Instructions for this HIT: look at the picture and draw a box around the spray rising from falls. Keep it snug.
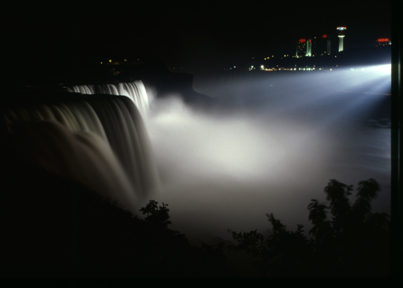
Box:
[4,81,157,211]
[67,80,149,115]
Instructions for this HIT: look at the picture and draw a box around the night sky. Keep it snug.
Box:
[3,1,391,79]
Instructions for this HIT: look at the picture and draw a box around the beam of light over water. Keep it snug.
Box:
[146,66,390,238]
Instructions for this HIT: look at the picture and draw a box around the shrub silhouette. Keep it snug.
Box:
[232,178,390,277]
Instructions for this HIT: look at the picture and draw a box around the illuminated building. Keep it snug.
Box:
[336,26,347,52]
[312,35,332,56]
[295,39,312,57]
[376,38,392,47]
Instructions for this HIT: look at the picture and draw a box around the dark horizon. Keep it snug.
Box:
[5,1,391,76]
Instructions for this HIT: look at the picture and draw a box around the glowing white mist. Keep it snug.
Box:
[3,82,157,213]
[146,69,390,238]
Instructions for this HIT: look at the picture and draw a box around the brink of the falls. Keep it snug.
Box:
[2,81,158,212]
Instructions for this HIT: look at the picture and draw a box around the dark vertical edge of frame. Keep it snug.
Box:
[391,0,403,282]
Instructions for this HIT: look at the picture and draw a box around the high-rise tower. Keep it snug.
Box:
[337,26,347,52]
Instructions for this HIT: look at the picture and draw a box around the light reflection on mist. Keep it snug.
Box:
[146,67,390,238]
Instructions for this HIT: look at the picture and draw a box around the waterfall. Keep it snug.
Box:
[3,81,157,212]
[67,80,149,115]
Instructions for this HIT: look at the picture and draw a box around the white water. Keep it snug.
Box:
[146,74,390,241]
[67,80,149,115]
[4,81,157,212]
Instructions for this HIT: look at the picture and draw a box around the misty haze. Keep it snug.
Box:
[145,65,391,239]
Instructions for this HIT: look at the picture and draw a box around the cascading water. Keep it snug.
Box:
[67,80,149,115]
[4,81,157,212]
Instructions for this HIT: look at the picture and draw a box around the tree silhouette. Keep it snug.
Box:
[232,178,390,277]
[140,200,171,228]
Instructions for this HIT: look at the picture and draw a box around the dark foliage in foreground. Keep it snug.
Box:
[232,178,390,277]
[0,160,390,277]
[0,165,226,277]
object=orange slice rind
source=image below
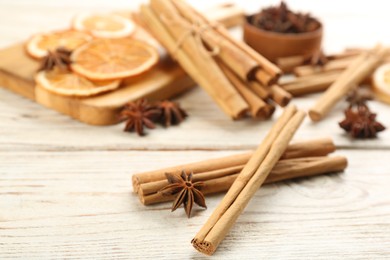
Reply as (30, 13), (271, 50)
(26, 30), (92, 59)
(71, 39), (159, 81)
(72, 13), (136, 38)
(372, 63), (390, 104)
(35, 70), (120, 97)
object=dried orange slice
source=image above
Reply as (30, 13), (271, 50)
(73, 13), (135, 38)
(71, 38), (159, 81)
(35, 70), (120, 97)
(372, 63), (390, 103)
(26, 31), (92, 59)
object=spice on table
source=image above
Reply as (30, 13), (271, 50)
(159, 171), (207, 217)
(120, 99), (160, 136)
(250, 1), (321, 33)
(339, 90), (386, 139)
(38, 47), (72, 71)
(309, 50), (328, 66)
(157, 100), (188, 127)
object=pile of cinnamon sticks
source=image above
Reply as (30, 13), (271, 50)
(277, 47), (390, 96)
(278, 50), (361, 96)
(141, 0), (291, 119)
(132, 138), (347, 205)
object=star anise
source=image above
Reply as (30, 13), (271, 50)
(159, 171), (207, 217)
(249, 1), (321, 33)
(120, 99), (160, 136)
(157, 100), (188, 127)
(308, 50), (328, 66)
(339, 105), (385, 138)
(38, 47), (72, 71)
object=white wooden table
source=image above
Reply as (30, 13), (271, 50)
(0, 0), (390, 259)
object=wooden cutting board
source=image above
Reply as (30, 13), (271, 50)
(0, 4), (243, 125)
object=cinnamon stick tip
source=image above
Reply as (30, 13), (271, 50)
(191, 238), (216, 256)
(131, 175), (140, 193)
(309, 109), (323, 122)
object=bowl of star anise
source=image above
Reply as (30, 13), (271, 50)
(244, 2), (323, 62)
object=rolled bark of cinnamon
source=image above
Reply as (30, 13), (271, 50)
(172, 0), (281, 86)
(309, 46), (387, 121)
(191, 106), (305, 255)
(138, 156), (347, 205)
(294, 56), (356, 77)
(141, 0), (249, 119)
(220, 64), (273, 118)
(132, 138), (336, 192)
(270, 85), (292, 107)
(280, 71), (341, 97)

> **Request**: Begin at the line that has "object=bowl of star anise" and stop after the line that has "(244, 2), (323, 62)". Reproduce those lines, requests included, and shift every coordinate in the answers by adding 119.

> **Written solution**:
object=bowl of star anise
source=image above
Reply as (30, 13), (271, 50)
(363, 121), (442, 181)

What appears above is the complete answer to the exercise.